=== Excerpt ===

Seattle Arabian Nights Festival 2019 – LGBTQ Shorts

This event took place on Sep 19, 2019

$12 General Admission
$9 Student/Senior
$7 NWFF Member

various directors
US, Canada, UK, Lebanon & Morocco
2h 33m


* Curatorial assistance provided by The Arab Film and Media Institute (AMFI) in San Francisco; curated by Mortada Gzar *

Seattle Arabian Nights Festival seeks out and presents contemporary short films from all over the globe that provide insight into the artistic spirit, complexity, and diversity of the Arab world. Their goal is to empower new Arab storytelling talents by creating a unique ecosystem that connects and supports Arab film and media projects. Discover cinema’s next great genius at Seattle Arabian Nights!

The Program:


(Saleem Haddad, UK, 2019, 22 min)
Omar has been living in London for a decade. He spends his days working in the City, and his nights ignoring phone calls from his family back in Lebanon. One evening, restless after another pleading voicemail from his mother, he invites over Marco, a Spanish student newly-arrived in London, who’s doing sex work to earn some extra cash. But when Marco arrives, Omar can’t shake the feeling that something’s not quite right about the young man. As their night together progresses truths are revealed, defenses are lowered, and Omar discovers the lengths that Marco has gone to to arrive in London.


(Mike Mosallam, US, 2015, 9 min)
Brothers follows a Muslim Arab boy who realizes he is different, and is fortunate to have an older brother who stands by him and encourages him to be himself, in the face of bias and adversity. Written & directed by Mike Mosallam (Breaking Fast, All-American Muslim), this short film aims to shed light on LGBT-oppression in a familial, religious space that has yet to be portrayed on screen.


(Mike Mosallam, US, 2015, 18 min)

=== Problems to work on ===
1) According to the festival listing, who curated the program?
2) Please pick up the festival listing from its final line and keep writing.
The lines after this point come from a separate source.

=== Supplied entries ===
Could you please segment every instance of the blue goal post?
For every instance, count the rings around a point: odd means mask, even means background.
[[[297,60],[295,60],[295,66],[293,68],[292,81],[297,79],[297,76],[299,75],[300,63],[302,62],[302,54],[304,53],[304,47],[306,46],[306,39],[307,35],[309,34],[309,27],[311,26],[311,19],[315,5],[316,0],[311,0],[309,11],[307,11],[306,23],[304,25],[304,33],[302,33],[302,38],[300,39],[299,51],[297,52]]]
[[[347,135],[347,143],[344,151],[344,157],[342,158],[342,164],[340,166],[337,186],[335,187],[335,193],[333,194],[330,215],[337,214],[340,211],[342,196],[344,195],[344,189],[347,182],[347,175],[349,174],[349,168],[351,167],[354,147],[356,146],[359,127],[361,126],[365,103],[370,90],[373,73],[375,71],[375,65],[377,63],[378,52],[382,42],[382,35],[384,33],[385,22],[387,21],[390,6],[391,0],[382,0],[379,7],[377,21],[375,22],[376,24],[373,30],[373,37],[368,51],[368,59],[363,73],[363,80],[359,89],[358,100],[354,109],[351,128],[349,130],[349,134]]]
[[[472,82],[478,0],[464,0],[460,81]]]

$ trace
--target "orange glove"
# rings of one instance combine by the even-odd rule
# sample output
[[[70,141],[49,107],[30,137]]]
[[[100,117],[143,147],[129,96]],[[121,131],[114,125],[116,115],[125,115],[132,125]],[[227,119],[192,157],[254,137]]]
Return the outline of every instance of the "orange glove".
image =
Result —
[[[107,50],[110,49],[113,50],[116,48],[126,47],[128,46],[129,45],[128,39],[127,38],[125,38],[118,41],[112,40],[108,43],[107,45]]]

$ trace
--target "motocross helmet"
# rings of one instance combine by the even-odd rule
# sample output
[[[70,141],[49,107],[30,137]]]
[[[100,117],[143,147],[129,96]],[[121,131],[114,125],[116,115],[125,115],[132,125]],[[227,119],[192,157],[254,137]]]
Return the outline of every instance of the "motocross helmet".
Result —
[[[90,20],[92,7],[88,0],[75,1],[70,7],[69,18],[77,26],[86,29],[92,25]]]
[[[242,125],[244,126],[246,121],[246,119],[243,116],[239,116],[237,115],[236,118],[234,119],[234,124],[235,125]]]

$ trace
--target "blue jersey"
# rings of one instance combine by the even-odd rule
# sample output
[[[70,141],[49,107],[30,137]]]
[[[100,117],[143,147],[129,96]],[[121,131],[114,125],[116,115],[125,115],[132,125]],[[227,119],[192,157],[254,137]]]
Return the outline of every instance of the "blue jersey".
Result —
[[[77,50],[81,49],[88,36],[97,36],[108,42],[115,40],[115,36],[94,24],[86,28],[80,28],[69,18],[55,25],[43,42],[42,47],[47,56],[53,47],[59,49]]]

=== Expected responses ===
1) Mortada Gzar.

2)
Mo, a practicing Muslim living in West Hollywood, is learning to navigate life post heartbreak. Enter Kal, an All-American guy who surprises Mo by offering to break fast with him during the holy month of Ramadan.


(Darine Hotait, US, 2015, 15 min)
Two Arab-American women in New York City fall in love, argue home and identity, engage in a chess battle, and express themselves through the power of the spoken word. I Say Dust explores poetry in cinema.


(Hena Ashraf, US, 2018, 10 min)
It’s Ramadan in Dearborn, Michigan. Suffering from acute anxiety, Roshan meets up with a friend, only to find her plans for the night completely disrupted.


(Georges Hazim, Lebanon, 2018, 21 min)
Majed, a 20-year-old man, is grieving the loss of his recently deceased mother. One day, he gets the shock of his life when he learns that she used to be a belly dancer. Torn between his relationship with his now-silent father, and Hanine, the woman who will help him overcome his grief; he takes a trip down memory lane in an attempt to discover the mysterious past of his mother.


(Aqsa Alta, US, 13 min)
Ubuntu is a coming-of-age story that follows Hakeem & Darren, best friends and star athletes navigating through the nuances of high school. When pushed to face their collective fears in social settings, Hakeem and Darren realize that staying true to their authentic self and supporting one another is what matters the most.


(Jake Graf, UK, 17 min)
Trevor’s life has become a void, following the passing of his wife and long term companion, Doris. Days run into weeks, as Trevor slowly finds himself isolated and alone, and unconcernedly slipping towards death. A chance encounter in the park with a mysterious stranger equally troubled by his own dark past jarringly reawakens him, and forces both men to start to live once again.


(Lara Zeidan, Lebanon & Canada, 2018, 9 min)
Four Lebanese girls go on a ferris wheel ride to make their friend feel better about her breakup. Their conversation drifts to a less fun place.


(Karim Boukhari, Morocco, 2015, 19 min)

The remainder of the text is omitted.